- [TO-DO LIST]:
A) Rewrite the paragraph beginning "Finding quality, affordable childcare" from the article on childcare in rural Alaska in fewer words, keeping its main facts.
B) In the article on childcare in rural Alaska, give the stretch from "Solving The Childcare" through "meet the challenge." again, swapping "hub communities" for "regional centers".
-- Start of PROVIDED TEXT --
Solving The Childcare Crisis In Rural Alaska

Image via lksd.org

Finding quality, affordable childcare for young children can be a challenge anywhere in Alaska. It’s especially difficult in rural Alaska’s hub communities – where the cost of living is high and space is often hard to find.  It becomes a factor in attracting professionals to jobs at regional health and other organizations. In the next installment of our series “Being Young in Rural Alaska” from the producers of Kids These Days, Anne Hillman takes a look at how some communities are trying to meet the challenge.

ANNE HILLMAN: At Ilisagvik College in Barrow, president Pearl Brower tries to concentrate on an interview, but she’s a little distracted:

[Sound of baby… “Do you want to go sit with auntie?”]

Her 10-month old daughter is crawling into the hallway; she had a babysitter problem this morning:

[Pearl Brower] “We don’t have a formalized daycare here so that makes it very difficult because its all personal caregivers.”

Brower is not alone. April Blevins struggled to find childcare when she first moved to Bethel, where there are currently no licensed childcare facilities for children under three.

[April Blevins] “And when I went to visit babysitters, you would see up to 12 children with one provider and in my mind it was just not a safe, or an environment I would want my child in.”

So a cousin came to live with her.

[Blevins] “And then the following year, me and about four other friends hired a nanny through a nanny service and she came up and we provided housing and she kept our five children.”

Later, Blevins did find home care she was happy with.

Marcey Bish, childcare program manager for the state, says the biggest hurdle for many providers getting licensed is background checks: every person living in the home must pass them, not just the primary care provider.

[Marcey Bish] “So a lot times there’s barriers that come up as part of those checks that do not allow somebody or a family member to move forward with the licensing process.”
-- End of PROVIDED TEXT --
-- Start of INFORMATION GIVEN --
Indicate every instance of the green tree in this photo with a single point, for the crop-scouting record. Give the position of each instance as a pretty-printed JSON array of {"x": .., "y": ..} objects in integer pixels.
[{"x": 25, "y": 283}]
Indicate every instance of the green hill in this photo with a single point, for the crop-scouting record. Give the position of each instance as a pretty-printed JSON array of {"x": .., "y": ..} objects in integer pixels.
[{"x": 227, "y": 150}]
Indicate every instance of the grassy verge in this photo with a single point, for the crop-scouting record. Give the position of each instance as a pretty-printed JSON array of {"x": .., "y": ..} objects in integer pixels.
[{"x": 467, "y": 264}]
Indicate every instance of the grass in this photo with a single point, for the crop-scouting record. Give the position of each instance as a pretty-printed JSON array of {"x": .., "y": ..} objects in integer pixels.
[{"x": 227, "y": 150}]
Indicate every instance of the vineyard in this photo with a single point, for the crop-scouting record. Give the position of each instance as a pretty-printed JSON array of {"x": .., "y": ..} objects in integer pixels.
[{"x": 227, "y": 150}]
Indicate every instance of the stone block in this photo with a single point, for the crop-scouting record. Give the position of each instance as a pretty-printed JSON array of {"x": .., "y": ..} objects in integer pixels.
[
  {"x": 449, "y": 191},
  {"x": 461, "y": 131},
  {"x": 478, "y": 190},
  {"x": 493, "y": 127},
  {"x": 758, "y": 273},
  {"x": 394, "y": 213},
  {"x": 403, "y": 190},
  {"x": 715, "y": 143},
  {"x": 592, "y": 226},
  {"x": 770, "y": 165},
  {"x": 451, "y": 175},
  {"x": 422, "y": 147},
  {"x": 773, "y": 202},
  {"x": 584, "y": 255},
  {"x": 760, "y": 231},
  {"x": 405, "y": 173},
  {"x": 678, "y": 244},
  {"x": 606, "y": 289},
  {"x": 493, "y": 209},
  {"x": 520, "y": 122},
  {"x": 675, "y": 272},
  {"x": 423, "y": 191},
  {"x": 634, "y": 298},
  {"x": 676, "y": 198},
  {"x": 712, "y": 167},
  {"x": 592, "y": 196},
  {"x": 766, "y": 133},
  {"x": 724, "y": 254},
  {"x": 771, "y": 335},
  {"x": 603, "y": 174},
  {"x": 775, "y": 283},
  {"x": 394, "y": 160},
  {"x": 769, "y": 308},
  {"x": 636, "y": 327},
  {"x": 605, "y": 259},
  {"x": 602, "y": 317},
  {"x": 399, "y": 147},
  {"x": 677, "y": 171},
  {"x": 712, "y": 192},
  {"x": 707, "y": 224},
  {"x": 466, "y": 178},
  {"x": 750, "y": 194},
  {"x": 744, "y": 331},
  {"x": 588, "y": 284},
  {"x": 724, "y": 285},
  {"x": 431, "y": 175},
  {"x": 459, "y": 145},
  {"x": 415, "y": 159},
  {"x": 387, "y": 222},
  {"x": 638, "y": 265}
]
-- End of INFORMATION GIVEN --
-- Start of INFORMATION GIVEN --
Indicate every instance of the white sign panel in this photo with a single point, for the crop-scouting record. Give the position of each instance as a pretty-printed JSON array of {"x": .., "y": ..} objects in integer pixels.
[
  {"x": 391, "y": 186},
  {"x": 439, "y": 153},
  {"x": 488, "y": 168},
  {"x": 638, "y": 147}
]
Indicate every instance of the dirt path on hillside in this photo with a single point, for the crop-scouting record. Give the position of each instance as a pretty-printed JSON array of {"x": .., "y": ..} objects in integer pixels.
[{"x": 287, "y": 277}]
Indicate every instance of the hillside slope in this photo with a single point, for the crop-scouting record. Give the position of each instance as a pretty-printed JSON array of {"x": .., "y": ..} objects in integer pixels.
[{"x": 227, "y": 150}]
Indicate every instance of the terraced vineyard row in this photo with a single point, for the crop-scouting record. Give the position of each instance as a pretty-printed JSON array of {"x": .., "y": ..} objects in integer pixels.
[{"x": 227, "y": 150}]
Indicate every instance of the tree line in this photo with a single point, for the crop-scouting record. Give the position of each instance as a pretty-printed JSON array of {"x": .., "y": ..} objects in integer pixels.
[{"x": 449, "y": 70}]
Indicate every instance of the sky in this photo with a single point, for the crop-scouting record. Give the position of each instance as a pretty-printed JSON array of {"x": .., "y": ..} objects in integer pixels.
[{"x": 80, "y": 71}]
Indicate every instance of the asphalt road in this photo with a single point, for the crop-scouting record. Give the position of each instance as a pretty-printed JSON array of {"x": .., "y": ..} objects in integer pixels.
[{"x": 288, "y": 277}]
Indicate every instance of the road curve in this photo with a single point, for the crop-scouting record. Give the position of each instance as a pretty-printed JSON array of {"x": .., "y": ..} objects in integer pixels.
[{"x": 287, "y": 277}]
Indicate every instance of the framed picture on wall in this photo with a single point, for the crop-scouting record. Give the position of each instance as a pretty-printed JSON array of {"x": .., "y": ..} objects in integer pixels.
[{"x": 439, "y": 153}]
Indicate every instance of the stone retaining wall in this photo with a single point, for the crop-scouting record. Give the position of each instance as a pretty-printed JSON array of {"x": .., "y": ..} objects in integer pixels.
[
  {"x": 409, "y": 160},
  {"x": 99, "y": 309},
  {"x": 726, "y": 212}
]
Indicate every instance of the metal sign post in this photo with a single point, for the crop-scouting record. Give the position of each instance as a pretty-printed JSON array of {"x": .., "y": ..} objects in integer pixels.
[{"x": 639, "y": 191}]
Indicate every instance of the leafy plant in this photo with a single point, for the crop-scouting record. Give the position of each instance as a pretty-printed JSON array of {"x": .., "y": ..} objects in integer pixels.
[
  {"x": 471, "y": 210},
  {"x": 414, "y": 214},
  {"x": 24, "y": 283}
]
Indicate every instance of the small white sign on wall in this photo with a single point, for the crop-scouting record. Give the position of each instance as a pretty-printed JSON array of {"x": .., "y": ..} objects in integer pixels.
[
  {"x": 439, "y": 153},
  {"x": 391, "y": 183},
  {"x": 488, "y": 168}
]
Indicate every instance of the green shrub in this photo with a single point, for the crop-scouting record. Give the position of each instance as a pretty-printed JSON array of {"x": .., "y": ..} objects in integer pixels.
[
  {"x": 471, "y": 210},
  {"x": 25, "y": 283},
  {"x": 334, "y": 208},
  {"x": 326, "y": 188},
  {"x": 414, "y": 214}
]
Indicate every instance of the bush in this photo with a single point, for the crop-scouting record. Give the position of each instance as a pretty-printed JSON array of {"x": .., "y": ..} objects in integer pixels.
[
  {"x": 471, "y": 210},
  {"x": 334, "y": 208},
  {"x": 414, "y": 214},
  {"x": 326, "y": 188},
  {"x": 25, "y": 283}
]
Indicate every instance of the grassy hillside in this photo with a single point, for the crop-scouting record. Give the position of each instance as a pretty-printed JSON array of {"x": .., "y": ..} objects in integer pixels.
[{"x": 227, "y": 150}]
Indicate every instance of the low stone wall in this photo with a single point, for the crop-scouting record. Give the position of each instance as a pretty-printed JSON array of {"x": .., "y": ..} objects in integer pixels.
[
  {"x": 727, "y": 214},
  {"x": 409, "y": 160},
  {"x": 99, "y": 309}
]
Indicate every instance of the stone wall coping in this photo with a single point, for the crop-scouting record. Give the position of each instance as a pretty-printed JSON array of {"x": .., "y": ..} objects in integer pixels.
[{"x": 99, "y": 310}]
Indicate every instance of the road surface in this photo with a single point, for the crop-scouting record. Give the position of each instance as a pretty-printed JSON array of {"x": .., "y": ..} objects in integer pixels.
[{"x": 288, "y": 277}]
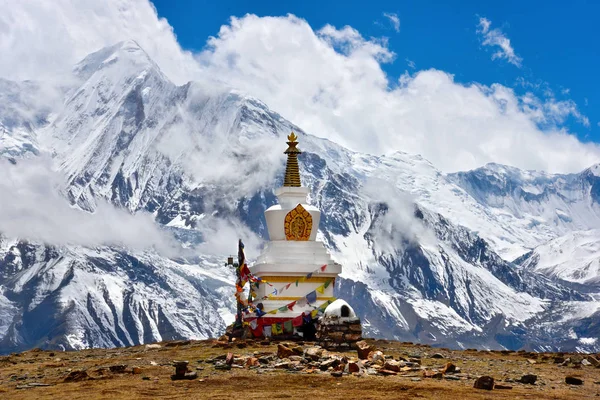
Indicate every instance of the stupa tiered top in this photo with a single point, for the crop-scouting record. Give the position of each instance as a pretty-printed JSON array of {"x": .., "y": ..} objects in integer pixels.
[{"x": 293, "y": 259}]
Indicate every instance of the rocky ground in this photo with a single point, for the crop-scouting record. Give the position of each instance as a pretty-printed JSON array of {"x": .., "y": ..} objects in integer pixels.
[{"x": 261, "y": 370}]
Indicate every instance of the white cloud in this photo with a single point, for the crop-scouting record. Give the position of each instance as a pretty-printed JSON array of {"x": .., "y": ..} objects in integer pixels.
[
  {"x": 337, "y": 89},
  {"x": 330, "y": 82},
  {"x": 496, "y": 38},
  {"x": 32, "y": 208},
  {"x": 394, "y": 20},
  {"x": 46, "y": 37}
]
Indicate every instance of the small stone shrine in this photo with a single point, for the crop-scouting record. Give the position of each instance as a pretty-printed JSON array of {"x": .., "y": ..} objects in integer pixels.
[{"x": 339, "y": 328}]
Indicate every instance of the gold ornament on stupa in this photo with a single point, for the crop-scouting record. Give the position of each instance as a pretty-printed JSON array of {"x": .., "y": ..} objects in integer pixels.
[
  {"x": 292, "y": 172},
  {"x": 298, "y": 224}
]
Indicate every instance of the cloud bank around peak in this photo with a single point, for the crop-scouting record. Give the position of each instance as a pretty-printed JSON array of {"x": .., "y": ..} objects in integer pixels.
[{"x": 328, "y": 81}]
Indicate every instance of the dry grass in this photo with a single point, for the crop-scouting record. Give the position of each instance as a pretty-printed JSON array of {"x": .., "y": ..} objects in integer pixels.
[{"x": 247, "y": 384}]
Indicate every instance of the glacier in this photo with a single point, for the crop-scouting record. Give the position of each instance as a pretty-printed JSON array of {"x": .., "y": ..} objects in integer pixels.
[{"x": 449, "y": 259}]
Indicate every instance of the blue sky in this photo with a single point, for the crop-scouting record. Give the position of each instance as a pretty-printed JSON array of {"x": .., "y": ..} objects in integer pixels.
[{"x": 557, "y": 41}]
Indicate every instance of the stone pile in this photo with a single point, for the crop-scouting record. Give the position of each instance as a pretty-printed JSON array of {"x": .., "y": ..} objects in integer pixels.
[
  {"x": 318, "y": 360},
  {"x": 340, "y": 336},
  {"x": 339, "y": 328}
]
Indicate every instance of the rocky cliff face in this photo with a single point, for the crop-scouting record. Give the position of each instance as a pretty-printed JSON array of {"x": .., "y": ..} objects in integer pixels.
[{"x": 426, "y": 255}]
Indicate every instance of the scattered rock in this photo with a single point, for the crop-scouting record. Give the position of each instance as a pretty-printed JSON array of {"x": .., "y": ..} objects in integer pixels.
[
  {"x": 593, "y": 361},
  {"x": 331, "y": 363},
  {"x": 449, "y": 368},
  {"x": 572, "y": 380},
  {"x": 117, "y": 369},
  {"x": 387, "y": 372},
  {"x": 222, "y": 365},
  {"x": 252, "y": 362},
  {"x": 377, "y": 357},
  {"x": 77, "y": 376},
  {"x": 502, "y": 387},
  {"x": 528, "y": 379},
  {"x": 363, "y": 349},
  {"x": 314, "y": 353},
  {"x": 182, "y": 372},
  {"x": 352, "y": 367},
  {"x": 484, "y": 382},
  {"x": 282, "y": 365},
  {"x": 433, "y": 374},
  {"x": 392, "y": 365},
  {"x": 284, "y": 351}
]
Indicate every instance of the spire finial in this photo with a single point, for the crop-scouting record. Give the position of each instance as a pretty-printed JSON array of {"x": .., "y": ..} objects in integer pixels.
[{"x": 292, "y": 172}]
-- End of INFORMATION GIVEN --
-- Start of INFORMATION GIVEN --
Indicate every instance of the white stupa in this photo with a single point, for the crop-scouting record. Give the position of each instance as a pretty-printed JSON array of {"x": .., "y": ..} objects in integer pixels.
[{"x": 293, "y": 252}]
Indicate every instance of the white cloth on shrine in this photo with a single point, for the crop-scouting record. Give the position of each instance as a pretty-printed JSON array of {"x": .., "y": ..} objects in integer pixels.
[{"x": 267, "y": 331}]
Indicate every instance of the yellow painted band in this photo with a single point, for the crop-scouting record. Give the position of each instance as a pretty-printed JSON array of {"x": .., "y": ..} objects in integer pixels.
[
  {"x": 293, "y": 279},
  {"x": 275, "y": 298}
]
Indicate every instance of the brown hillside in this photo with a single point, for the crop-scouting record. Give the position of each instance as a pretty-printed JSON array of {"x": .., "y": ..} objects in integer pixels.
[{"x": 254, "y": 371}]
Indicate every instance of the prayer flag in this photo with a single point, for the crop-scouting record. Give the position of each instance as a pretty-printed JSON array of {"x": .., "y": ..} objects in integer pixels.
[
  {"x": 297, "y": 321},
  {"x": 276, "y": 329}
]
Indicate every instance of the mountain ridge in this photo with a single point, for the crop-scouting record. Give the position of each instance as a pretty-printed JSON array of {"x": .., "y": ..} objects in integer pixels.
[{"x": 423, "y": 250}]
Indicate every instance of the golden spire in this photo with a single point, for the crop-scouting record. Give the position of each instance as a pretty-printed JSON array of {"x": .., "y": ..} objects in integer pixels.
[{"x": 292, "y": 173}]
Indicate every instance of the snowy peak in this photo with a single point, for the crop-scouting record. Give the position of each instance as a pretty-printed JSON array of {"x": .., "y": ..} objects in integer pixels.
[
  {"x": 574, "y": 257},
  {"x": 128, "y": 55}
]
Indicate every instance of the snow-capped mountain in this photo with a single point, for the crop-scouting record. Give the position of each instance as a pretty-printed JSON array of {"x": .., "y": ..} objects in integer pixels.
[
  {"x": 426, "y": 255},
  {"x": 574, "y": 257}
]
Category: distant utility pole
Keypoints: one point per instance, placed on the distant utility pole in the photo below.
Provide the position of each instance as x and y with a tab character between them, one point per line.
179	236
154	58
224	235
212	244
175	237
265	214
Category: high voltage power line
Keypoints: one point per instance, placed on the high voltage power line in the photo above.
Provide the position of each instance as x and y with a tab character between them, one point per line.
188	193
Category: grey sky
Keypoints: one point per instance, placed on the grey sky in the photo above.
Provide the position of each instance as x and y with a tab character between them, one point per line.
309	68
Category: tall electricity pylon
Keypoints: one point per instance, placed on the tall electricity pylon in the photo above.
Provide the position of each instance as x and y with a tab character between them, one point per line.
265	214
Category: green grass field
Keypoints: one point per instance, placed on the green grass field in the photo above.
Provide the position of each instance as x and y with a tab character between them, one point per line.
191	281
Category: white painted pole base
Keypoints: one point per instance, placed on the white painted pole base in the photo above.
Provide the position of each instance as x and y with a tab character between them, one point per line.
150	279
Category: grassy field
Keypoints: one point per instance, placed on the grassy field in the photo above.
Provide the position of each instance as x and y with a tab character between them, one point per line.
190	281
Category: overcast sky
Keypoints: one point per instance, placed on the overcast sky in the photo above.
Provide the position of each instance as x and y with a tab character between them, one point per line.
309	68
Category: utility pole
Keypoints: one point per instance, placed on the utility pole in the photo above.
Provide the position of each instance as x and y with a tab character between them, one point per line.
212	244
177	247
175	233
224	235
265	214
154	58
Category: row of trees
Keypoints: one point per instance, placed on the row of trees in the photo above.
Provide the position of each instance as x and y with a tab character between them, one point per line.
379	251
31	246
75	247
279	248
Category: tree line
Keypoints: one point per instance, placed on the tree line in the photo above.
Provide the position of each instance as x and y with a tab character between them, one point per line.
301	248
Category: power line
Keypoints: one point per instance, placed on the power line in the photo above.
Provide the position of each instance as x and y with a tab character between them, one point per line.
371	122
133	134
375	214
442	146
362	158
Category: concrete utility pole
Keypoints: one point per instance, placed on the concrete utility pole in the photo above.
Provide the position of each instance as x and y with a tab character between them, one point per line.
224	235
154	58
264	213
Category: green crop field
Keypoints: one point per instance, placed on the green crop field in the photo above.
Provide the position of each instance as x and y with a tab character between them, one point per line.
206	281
-- End of INFORMATION GIVEN --
- [SOLUTIONS PER TASK]:
A) Good, affordable childcare for young children is hard to find across Alaska. It is hardest in rural hub communities, where living costs are high and space is scarce. This makes it harder to draw professionals to jobs at regional health and other organizations. In this part of the series "Being Young in Rural Alaska," from the producers of Kids These Days, Anne Hillman examines how some communities are trying to meet the challenge.

B)
Solving The Childcare Crisis In Rural Alaska

Image via lksd.org

Finding quality, affordable childcare for young children can be a challenge anywhere in Alaska. It’s especially difficult in rural Alaska’s regional centers – where the cost of living is high and space is often hard to find.  It becomes a factor in attracting professionals to jobs at regional health and other organizations. In the next installment of our series “Being Young in Rural Alaska” from the producers of Kids These Days, Anne Hillman takes a look at how some communities are trying to meet the challenge.